Okunacak Metin ->
########

Ancak tanrılar, savaşı Yunanların kazanmasına karar vermiştir ve bu kaderi kimsenin değiştirmesine izin vermezler. Bu yüzden tanrılar Laokoon’u susturmak için iki yılan gönderir. Denizden gelen bu yılanlar, Laokoon ve oğullarına saldırır. Üçüne de dolanır, ısırır ve önce oğullarını, ardından Laokoon’u öldürür.

########

Alıştırma Yönergeleri ->
**1.** Okunacak metni iki cümleyle özetleyin.
**2.** Okunacak metne göre tanrılar Laokoon'u susturmak için ne gönderir?

Verilen Veriler ->
########

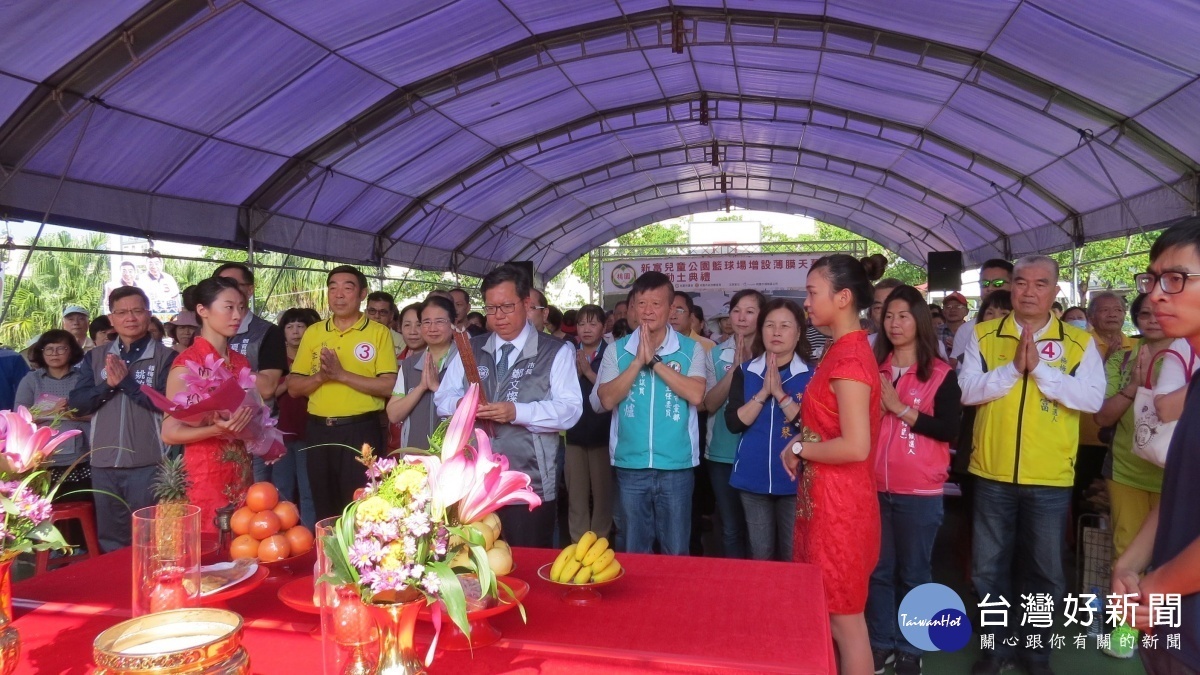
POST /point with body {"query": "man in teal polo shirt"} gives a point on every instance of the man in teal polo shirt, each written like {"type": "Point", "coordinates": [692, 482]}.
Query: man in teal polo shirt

########

Görev Yanıtları ->
**1.** Tanrılar savaşı Yunanların kazanmasına karar vermiştir ve bu kaderin değişmesine izin vermedikleri için Laokoon'u susturmak amacıyla iki yılan gönderirler. Denizden gelen yılanlar Laokoon ile oğullarına dolanıp onları ısırır; önce oğulları, ardından Laokoon ölür.

**2.** İki yılan gönderirler.